● Direction
Change "place a point" to "put a dot" in the part of the data below that opens with the line containing "For every instance of the cheek" and closes with the end of the data. Rewrite only that part, leaving everything else in those lines unchanged.

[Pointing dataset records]
#####
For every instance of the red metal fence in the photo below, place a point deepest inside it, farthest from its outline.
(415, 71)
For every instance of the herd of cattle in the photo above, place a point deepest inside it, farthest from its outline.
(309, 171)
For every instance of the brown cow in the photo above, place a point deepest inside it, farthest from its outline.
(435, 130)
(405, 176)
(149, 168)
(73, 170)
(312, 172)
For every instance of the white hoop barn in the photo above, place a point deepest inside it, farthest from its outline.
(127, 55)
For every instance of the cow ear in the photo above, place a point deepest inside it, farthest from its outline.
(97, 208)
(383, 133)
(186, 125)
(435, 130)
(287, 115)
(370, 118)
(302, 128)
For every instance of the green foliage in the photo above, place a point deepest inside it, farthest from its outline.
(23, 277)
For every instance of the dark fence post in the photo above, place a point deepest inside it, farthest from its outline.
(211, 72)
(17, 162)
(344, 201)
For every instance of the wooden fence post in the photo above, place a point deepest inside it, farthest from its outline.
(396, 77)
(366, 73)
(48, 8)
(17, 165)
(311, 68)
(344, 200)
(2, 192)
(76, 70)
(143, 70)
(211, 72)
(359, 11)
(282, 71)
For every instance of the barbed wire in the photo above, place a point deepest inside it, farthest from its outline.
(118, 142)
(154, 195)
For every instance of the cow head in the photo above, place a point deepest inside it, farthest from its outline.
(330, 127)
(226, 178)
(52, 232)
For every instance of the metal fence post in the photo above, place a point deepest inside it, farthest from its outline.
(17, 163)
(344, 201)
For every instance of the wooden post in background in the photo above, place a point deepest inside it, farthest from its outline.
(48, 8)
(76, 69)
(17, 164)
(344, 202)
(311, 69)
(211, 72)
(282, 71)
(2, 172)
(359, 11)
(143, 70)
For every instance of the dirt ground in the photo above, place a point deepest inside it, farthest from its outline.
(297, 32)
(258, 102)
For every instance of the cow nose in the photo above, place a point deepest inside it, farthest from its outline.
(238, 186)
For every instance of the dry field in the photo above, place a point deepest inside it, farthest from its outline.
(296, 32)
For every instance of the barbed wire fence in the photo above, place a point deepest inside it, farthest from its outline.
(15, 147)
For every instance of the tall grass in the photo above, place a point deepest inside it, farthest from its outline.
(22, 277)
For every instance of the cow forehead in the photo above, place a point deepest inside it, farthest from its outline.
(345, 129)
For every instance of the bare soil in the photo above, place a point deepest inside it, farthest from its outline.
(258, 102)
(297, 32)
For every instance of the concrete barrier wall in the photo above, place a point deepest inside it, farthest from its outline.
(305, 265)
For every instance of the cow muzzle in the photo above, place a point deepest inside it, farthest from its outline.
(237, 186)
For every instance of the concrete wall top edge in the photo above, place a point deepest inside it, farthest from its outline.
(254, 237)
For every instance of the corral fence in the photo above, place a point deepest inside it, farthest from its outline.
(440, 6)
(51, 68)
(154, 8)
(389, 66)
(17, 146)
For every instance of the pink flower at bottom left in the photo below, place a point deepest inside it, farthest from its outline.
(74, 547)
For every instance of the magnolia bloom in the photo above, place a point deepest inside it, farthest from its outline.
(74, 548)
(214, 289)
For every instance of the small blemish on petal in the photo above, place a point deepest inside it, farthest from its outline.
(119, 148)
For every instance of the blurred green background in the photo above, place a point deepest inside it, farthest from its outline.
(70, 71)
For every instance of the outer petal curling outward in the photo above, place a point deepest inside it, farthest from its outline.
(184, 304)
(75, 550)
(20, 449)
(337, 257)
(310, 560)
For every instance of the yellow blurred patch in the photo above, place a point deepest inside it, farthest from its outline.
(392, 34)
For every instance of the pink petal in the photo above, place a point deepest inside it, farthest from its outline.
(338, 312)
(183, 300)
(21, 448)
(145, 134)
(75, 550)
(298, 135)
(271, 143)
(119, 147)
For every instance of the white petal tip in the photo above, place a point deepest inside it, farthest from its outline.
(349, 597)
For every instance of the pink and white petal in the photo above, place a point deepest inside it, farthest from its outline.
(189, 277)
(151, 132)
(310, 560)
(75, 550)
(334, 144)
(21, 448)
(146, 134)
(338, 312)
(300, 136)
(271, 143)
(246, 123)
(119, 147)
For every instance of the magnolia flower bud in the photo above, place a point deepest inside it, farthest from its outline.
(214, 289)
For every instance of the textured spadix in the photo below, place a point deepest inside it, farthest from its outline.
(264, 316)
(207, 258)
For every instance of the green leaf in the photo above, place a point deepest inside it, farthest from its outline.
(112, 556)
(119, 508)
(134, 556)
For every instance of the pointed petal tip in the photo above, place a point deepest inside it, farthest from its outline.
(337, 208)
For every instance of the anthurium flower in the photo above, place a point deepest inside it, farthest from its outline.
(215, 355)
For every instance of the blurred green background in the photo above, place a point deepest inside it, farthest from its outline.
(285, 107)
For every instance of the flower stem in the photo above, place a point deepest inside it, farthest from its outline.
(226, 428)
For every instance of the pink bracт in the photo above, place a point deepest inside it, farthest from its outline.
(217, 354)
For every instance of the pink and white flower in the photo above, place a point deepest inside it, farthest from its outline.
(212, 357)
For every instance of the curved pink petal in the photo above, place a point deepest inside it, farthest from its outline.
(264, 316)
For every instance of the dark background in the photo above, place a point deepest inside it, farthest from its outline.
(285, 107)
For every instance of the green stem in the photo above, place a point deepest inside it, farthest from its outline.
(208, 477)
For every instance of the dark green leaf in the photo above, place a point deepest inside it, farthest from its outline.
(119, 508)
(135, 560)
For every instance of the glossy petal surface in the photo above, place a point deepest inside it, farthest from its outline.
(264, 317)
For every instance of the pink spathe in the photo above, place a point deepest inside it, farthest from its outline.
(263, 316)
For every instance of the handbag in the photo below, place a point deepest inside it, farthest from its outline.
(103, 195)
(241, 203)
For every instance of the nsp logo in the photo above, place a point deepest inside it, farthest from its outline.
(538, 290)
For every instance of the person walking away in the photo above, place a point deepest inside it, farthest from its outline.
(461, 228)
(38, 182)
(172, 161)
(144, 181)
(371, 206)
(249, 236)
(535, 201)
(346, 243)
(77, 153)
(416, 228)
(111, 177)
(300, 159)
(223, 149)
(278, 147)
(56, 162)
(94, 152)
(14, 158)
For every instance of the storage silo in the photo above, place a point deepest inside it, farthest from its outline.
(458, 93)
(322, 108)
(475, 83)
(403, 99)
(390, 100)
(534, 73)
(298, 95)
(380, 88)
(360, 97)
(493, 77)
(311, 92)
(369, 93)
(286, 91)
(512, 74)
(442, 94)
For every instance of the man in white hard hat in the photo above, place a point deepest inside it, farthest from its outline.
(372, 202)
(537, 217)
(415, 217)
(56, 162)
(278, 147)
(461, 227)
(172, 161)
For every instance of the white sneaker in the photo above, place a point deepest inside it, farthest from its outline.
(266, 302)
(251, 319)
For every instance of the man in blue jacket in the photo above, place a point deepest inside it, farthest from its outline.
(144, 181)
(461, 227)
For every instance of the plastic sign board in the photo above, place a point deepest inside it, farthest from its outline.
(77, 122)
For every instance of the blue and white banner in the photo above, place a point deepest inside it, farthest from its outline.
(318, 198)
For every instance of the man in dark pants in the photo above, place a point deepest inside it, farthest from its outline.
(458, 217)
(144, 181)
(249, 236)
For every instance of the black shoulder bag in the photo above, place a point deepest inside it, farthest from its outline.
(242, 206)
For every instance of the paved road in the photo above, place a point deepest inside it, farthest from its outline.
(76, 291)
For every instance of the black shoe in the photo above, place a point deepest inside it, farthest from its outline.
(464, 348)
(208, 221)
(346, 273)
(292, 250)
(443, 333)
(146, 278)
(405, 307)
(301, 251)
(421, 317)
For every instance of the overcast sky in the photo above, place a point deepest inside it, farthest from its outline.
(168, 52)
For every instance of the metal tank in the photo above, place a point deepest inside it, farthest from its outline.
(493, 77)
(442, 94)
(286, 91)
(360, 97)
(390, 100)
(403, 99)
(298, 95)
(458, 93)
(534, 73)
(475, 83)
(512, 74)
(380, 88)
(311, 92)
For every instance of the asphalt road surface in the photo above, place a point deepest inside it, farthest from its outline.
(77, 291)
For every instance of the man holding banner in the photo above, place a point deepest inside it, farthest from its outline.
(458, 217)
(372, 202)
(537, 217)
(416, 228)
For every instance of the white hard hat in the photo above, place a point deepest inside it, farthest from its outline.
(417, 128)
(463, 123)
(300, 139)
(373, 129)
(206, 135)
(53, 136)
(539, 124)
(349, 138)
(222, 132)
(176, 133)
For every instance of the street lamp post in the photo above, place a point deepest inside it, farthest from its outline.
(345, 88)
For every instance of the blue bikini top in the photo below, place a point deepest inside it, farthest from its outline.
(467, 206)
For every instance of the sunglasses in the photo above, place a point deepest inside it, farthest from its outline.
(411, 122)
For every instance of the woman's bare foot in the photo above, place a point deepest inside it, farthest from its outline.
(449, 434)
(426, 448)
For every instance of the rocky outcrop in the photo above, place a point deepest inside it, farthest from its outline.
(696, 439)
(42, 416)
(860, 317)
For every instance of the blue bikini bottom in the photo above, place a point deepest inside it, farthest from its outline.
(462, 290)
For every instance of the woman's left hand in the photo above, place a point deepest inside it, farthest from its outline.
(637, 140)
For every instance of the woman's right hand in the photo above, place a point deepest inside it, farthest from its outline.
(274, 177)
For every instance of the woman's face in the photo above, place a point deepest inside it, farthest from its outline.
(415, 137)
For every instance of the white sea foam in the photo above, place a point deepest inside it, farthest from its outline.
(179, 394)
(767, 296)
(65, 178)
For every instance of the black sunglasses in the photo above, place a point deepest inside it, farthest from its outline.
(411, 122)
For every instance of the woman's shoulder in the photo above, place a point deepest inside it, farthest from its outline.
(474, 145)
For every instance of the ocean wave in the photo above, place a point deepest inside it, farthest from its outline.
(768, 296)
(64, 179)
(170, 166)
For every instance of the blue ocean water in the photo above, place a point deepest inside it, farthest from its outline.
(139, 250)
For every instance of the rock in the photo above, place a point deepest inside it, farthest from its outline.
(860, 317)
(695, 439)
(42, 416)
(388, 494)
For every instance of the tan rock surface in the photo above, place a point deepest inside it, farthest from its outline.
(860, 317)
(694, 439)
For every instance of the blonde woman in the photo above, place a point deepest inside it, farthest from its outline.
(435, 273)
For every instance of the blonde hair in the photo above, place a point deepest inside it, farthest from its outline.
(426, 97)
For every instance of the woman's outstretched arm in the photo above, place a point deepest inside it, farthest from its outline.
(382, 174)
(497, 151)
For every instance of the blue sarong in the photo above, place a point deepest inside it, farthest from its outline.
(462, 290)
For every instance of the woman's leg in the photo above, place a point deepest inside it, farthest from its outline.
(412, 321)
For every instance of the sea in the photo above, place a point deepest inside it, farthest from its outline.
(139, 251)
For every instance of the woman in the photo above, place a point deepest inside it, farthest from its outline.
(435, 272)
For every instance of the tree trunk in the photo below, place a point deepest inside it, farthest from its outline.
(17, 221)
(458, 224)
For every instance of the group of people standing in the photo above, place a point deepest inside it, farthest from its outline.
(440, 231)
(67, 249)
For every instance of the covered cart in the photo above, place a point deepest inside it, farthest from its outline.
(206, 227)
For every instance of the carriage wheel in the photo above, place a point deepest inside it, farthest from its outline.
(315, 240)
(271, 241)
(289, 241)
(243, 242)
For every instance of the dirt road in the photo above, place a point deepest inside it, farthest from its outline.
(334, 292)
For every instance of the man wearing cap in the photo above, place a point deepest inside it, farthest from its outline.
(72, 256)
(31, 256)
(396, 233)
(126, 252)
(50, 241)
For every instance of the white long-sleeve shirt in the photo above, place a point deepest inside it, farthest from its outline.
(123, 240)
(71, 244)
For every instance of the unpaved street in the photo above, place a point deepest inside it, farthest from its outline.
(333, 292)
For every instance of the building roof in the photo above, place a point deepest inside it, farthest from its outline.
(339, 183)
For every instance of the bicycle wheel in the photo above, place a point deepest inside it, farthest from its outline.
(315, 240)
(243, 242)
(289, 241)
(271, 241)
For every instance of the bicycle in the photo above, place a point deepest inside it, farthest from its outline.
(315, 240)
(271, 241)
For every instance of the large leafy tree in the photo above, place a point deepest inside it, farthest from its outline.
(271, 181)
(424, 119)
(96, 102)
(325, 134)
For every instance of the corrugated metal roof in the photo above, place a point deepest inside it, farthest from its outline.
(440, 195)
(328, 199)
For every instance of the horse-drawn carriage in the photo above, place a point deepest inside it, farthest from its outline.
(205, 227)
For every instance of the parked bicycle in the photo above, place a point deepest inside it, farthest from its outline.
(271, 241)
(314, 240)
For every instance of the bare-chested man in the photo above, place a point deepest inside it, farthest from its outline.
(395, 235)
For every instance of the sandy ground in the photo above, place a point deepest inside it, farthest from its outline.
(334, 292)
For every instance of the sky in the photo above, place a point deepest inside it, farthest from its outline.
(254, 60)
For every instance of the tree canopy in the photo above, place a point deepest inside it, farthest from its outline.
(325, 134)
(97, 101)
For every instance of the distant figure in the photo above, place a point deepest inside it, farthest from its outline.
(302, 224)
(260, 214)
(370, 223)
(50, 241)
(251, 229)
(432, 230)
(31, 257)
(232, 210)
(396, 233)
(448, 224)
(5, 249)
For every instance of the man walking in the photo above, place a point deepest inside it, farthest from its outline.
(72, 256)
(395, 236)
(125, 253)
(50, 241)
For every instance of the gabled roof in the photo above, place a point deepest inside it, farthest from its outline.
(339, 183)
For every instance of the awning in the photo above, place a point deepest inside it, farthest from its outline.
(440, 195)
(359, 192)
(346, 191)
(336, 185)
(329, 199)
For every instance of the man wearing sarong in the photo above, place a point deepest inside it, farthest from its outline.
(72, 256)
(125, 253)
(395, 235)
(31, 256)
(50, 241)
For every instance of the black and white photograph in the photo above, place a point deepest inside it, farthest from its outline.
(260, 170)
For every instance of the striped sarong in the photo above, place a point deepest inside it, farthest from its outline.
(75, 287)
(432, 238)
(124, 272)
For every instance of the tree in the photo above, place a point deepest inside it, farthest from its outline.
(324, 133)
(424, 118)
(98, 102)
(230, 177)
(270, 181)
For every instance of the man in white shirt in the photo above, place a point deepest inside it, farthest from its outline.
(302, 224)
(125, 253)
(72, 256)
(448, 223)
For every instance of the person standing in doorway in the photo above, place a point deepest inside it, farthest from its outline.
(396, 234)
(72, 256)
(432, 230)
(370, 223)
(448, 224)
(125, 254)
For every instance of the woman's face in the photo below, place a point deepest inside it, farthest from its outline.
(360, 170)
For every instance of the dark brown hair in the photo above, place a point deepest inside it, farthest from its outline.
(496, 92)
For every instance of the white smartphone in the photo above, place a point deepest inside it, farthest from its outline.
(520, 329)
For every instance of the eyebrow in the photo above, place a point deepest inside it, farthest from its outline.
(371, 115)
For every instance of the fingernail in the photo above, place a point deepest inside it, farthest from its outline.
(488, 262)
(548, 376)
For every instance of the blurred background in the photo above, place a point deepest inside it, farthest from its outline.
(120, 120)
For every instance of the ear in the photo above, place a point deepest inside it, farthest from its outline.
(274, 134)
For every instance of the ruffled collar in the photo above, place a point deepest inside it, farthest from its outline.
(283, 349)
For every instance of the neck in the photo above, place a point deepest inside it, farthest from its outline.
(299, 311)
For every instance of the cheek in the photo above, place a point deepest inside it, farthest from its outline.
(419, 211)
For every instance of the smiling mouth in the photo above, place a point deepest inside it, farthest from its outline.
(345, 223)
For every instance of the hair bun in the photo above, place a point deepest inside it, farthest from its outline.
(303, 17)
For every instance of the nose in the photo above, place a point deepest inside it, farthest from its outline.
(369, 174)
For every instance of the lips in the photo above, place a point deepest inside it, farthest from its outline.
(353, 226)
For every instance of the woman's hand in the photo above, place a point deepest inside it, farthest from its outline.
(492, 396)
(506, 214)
#####
● Answer to this exercise
For every instance of the cheek in the photo above, put a dot deepest inside it, farthest from its outline.
(419, 211)
For every instance of the smiling mouth in the photo above, put a dot deepest inside it, farthest from its outline.
(345, 223)
For every instance of the hair bun in the photo above, put a dot deepest inside it, farthest from its outline.
(303, 17)
For every instance of the nose in the photo above, put a dot deepest inside it, farthest from its outline.
(369, 174)
For every instance of the lips in the photo above, put a dot deepest inside it, farthest from its outline.
(353, 226)
For every instance of the woman's hand in the photo above, put a dot deepest inside it, farthest from its outline.
(492, 396)
(506, 214)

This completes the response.